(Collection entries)
━━━━━━━━
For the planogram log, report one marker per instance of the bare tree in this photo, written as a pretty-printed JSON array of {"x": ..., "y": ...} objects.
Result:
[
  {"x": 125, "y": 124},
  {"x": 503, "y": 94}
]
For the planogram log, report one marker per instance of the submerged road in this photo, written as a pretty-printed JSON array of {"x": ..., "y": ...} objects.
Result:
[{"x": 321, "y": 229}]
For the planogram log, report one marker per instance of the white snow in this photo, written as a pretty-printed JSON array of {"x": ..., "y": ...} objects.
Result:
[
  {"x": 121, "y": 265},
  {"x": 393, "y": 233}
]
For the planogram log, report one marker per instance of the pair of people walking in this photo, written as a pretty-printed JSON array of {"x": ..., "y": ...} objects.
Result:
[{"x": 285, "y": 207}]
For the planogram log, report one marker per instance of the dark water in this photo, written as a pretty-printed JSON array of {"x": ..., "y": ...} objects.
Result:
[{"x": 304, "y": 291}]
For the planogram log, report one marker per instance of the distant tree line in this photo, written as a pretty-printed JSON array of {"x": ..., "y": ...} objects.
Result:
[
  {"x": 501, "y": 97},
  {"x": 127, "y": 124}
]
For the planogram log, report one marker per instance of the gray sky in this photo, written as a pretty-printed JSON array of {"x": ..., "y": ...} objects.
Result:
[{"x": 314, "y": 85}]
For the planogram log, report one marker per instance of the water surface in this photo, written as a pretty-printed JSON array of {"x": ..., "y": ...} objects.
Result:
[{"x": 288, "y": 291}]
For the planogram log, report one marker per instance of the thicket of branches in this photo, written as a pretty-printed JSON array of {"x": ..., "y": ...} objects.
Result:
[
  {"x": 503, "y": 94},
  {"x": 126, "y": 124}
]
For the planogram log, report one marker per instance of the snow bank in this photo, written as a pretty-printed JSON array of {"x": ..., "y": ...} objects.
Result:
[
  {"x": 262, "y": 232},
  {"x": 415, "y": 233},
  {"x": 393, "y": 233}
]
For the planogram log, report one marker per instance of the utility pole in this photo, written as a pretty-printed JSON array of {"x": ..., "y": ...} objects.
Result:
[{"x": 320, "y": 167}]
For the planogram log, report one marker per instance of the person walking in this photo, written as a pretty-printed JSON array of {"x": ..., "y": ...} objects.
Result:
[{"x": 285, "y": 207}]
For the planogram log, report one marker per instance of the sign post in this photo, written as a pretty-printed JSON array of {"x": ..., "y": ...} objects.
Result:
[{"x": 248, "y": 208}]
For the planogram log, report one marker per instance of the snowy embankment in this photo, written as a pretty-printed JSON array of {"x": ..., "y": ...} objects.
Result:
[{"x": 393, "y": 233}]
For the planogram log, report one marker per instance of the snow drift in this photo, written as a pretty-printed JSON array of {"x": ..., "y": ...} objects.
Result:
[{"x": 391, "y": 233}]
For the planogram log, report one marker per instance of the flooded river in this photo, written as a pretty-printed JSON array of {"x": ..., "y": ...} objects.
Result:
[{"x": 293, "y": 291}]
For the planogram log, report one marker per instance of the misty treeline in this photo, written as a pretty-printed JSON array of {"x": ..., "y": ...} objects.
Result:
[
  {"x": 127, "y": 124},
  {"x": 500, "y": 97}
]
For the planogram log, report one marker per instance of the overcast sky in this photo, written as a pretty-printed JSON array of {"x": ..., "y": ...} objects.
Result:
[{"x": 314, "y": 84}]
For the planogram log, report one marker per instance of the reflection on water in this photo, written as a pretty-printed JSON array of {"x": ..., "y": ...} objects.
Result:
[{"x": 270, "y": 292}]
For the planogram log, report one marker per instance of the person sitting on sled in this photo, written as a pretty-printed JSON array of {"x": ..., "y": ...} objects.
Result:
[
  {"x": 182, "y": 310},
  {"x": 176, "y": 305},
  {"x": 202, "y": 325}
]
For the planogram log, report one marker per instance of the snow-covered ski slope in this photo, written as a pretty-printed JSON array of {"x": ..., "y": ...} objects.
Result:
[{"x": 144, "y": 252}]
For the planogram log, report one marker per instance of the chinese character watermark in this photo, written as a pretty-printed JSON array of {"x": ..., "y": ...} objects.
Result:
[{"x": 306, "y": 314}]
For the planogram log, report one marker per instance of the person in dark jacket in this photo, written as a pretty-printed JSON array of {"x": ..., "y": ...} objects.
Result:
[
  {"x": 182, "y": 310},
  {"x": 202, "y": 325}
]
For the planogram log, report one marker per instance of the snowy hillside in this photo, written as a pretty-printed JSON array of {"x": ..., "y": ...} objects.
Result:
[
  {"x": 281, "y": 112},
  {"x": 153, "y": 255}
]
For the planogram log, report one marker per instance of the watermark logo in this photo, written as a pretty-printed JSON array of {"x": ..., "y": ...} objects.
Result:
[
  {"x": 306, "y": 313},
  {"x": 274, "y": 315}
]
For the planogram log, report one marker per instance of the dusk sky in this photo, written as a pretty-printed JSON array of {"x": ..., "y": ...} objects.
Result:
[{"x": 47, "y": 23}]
━━━━━━━━
**SET EXERCISE**
Please copy every one of the lines above word for word.

**FINAL RESULT**
For the planogram log, report one marker per instance of the bare tree in this photo, written as a pretty-printed JSON array of {"x": ..., "y": ...} objects.
Result:
[
  {"x": 125, "y": 124},
  {"x": 503, "y": 94}
]
For the planogram log, report one marker per instance of the submerged road in this photo, written as a pretty-printed JSON array of {"x": ..., "y": ...} objects.
Result:
[{"x": 321, "y": 229}]
For the planogram log, report one marker per instance of the white snow in this photo, written as a pretty-printed JSON array of {"x": ..., "y": ...} objects.
Result:
[
  {"x": 121, "y": 265},
  {"x": 393, "y": 233}
]
For the planogram log, report one marker per instance of the pair of people walking in this photo, written as a pretty-printed JSON array of {"x": ..., "y": ...} objects.
Result:
[{"x": 285, "y": 207}]
For the planogram log, report one marker per instance of the dark water in this photo, written as a pretty-printed JSON array of {"x": ..., "y": ...} objects.
Result:
[{"x": 304, "y": 291}]
For the planogram log, report one marker per instance of the distant tree line in this photo, written as a pretty-printed JSON array of {"x": ..., "y": ...} objects.
Result:
[
  {"x": 501, "y": 97},
  {"x": 127, "y": 124}
]
For the planogram log, report one marker per instance of the gray sky in this photo, written as a pretty-printed JSON array of {"x": ..., "y": ...} objects.
Result:
[{"x": 314, "y": 85}]
For the planogram log, report one marker per instance of the water surface in this photo, written as a pretty-printed JSON array of {"x": ..., "y": ...} objects.
Result:
[{"x": 288, "y": 291}]
For the planogram log, report one marker per instance of the thicket of branches in this photo, written as a pretty-printed JSON array of {"x": ..., "y": ...} objects.
Result:
[
  {"x": 503, "y": 94},
  {"x": 126, "y": 124}
]
For the planogram log, report one marker per instance of the snow bank in this photo, written as a pretty-printed JSON array of {"x": ..., "y": ...} objects.
Result:
[
  {"x": 262, "y": 232},
  {"x": 415, "y": 233},
  {"x": 393, "y": 233}
]
For the planogram log, report one marker per instance of the utility pole in this photo, written as a pretty-printed JSON array of {"x": ..., "y": ...} objects.
Result:
[{"x": 320, "y": 167}]
For the planogram log, report one marker per instance of the person walking in this photo, written as a pretty-printed JSON array of {"x": ..., "y": ...} objects.
Result:
[{"x": 285, "y": 207}]
For the planogram log, report one marker per instance of the sign post in this photo, written as a pretty-printed JSON array of {"x": ..., "y": ...} objects.
Result:
[{"x": 248, "y": 208}]
For the planogram log, report one marker per instance of the snowy embankment in this photo, written as a pretty-printed JSON array of {"x": ..., "y": ...} objects.
Result:
[{"x": 393, "y": 233}]
For the planogram log, report one marker per instance of the snow drift in this photo, written as a pretty-printed JSON array of {"x": ..., "y": ...} objects.
Result:
[{"x": 391, "y": 233}]
For the planogram log, report one marker per instance of the flooded river in this photo, written as a pretty-printed JSON array of {"x": ..., "y": ...} objects.
Result:
[{"x": 293, "y": 291}]
For the planogram log, report one marker per instance of the misty treeline in this photo, written as a pretty-printed JSON array of {"x": ..., "y": ...} objects.
Result:
[
  {"x": 127, "y": 124},
  {"x": 500, "y": 97}
]
For the planogram log, report one marker per instance of the overcast sky in this photo, written as a pretty-printed JSON array of {"x": ..., "y": ...} objects.
Result:
[{"x": 314, "y": 84}]
For the planogram log, report one marker per instance of the reflection on water in this photo, written as a pretty-printed JSON array of {"x": ..., "y": ...} objects.
Result:
[{"x": 270, "y": 292}]
For the planogram log, report one marker per instance of the person sitting on sled in this photo, written as a pretty-printed JSON array of {"x": ..., "y": ...} objects.
Result:
[
  {"x": 182, "y": 310},
  {"x": 176, "y": 305},
  {"x": 202, "y": 325}
]
For the planogram log, report one marker per instance of the snow-covered ski slope in this photo, written as a pretty-printed JSON array of {"x": ..., "y": ...} objects.
Result:
[{"x": 144, "y": 252}]
For the planogram log, report one marker per instance of the chinese character watermark in this photo, written as a pretty-printed JSON array of {"x": ..., "y": ...} objects.
Result:
[{"x": 306, "y": 314}]
For the planogram log, report one marker per instance of the person in dark jacket in this photo, written as a pretty-printed JSON array of {"x": ..., "y": ...} objects.
Result:
[
  {"x": 182, "y": 310},
  {"x": 202, "y": 325}
]
For the planogram log, report one marker per instance of the snowy hillside in this photo, written as a pretty-printed JSON array of {"x": ..., "y": ...} objects.
Result:
[
  {"x": 281, "y": 112},
  {"x": 153, "y": 255}
]
For the planogram log, report one marker per instance of the watermark logo in this photo, written as a pretty-printed JSON array of {"x": ..., "y": ...} objects.
Result:
[
  {"x": 306, "y": 313},
  {"x": 274, "y": 315}
]
For the planogram log, report one marker per instance of the dusk sky in this photo, written as a pretty-printed JSON array of {"x": ..., "y": ...} objects.
Result:
[{"x": 47, "y": 23}]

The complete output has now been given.